**** SOURCE MATERIAL
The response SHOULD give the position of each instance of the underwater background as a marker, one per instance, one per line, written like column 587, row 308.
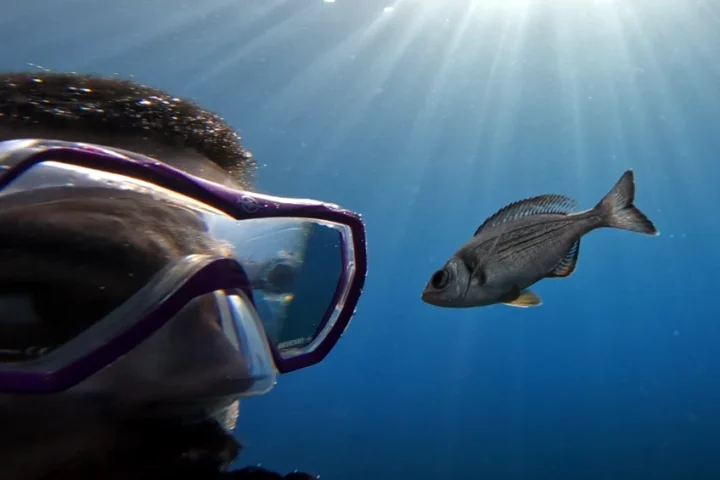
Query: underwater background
column 427, row 117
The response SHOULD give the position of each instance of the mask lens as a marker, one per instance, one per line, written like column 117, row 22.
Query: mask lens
column 296, row 268
column 299, row 268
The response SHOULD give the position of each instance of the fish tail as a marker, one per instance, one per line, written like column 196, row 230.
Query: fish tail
column 618, row 211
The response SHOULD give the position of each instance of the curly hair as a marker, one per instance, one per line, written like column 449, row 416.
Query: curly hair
column 114, row 106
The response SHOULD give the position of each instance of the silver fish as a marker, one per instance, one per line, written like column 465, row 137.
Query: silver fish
column 525, row 242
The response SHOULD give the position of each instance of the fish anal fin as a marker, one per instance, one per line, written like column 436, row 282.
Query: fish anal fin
column 527, row 298
column 515, row 298
column 567, row 265
column 540, row 205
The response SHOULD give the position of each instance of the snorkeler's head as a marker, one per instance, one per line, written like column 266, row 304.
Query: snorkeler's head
column 66, row 259
column 123, row 114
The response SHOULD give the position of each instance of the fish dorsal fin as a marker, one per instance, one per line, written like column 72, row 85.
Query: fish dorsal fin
column 543, row 204
column 567, row 265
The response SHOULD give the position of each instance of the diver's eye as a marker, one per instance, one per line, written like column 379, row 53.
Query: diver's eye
column 440, row 279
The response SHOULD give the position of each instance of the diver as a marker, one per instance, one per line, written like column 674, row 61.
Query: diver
column 144, row 288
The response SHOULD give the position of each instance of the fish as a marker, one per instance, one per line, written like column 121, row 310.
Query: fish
column 527, row 241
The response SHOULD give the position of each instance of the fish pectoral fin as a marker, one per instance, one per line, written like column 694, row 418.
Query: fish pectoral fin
column 524, row 299
column 567, row 265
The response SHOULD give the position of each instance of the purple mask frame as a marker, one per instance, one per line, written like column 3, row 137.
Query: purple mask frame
column 240, row 205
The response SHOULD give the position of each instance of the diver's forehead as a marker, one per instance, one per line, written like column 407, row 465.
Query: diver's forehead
column 186, row 159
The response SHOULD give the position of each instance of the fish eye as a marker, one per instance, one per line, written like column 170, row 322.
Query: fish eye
column 440, row 279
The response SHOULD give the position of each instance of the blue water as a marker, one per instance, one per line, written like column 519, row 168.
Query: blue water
column 427, row 118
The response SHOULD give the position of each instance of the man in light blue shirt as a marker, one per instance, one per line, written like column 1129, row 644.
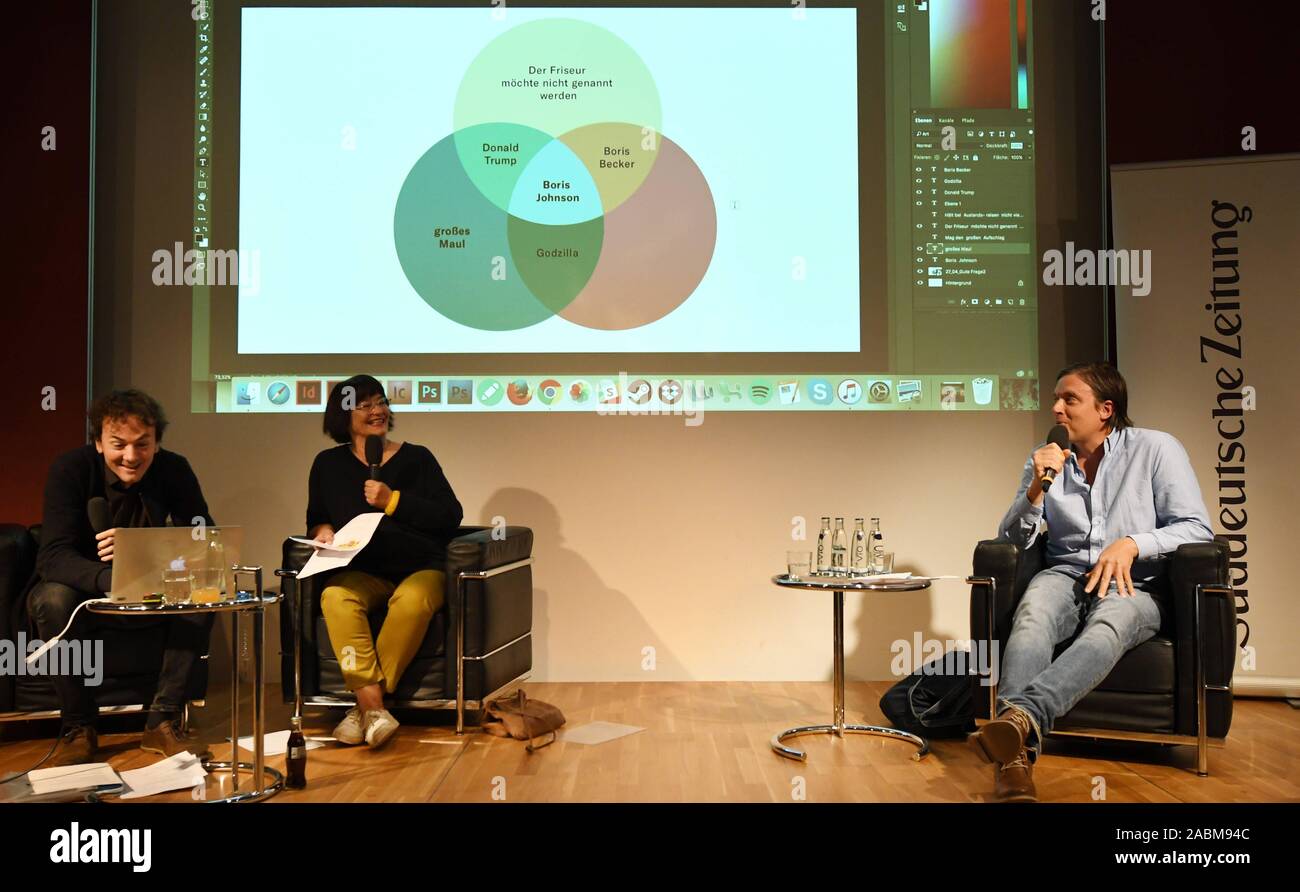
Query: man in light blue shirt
********
■ TASK STATEMENT ■
Reproduce all of the rows above word for word, leaving out the pictures.

■ THE RESPONSE ■
The response SHOULD give the position of each instance of the underwater background as a marker, one per instance, one per line, written like column 587, row 308.
Query: underwater background
column 427, row 117
The response SHOULD give the position of each instance of the mask lens as a marker, one per instance, one per line, written like column 117, row 22.
Query: mask lens
column 296, row 268
column 299, row 268
The response SHOULD give the position of each instance of the fish tail as a marker, one per instance, one per line, written like column 196, row 230.
Query: fish tail
column 618, row 211
The response SHOULD give the position of each instance of the curly hair as a marker, one per instance, one per line, written like column 449, row 416.
Query: curly hair
column 114, row 106
The response SHOULD give the position of each instance of the silver fish as a marker, one per instance, one per line, written like column 465, row 137.
Query: silver fish
column 525, row 242
The response SHOULD give the position of each instance of the fish anal fin as a marker, one per instance, one per line, written like column 436, row 282.
Query: fish anal fin
column 527, row 298
column 515, row 298
column 567, row 265
column 540, row 205
The response SHOULD give the position of each instance of the snorkeler's head as a marker, one per instance, one per line, written like column 266, row 304.
Query: snorkeler's head
column 66, row 259
column 123, row 114
The response SHOULD give the position of each instance of the fish dorsal fin as a marker, one per instance, one per line, written like column 72, row 85.
Query: fish dorsal fin
column 543, row 204
column 567, row 265
The response SHOULD give the position of each instance of the diver's eye as a marker, one per instance, one per line, written like column 379, row 53.
Query: diver's eye
column 440, row 279
The response SHOULD give the position of each instance of the diver as a marker, one per instance, one per line, written like column 674, row 61.
Query: diver
column 144, row 288
The response SHOULD give the position of each instance of the fish as a marker, one per instance, one per line, written like column 121, row 310.
Query: fish
column 527, row 241
The response SHOULD give the position of each instance of the fish pectoral fin as a marker, one per instance, one per line, written like column 694, row 418.
Query: fish pectoral fin
column 524, row 299
column 567, row 265
The response SHOULD give the position of each instance of the purple mask frame as a marker, one per instance, one per line, written like column 3, row 137.
Query: purple mask frame
column 240, row 205
The response SHOULD give the position of each instance of the diver's forehead as a marker, one per instance, one per line, written like column 407, row 465.
Query: diver's forehead
column 186, row 159
The response SHOULD give the position of each instance of the fish eye as a marker, one per instance, one per line, written like column 170, row 322.
Query: fish eye
column 440, row 279
The response SHOULD give the position of each instance of the blue water as a marker, one per instance, one per line, written like column 519, row 168.
Query: blue water
column 427, row 118
The response SHOULD give the position of each instance of the man in light blue shirt as a marker, one per instance, one per line, written like column 1129, row 644.
Query: man in light blue shirt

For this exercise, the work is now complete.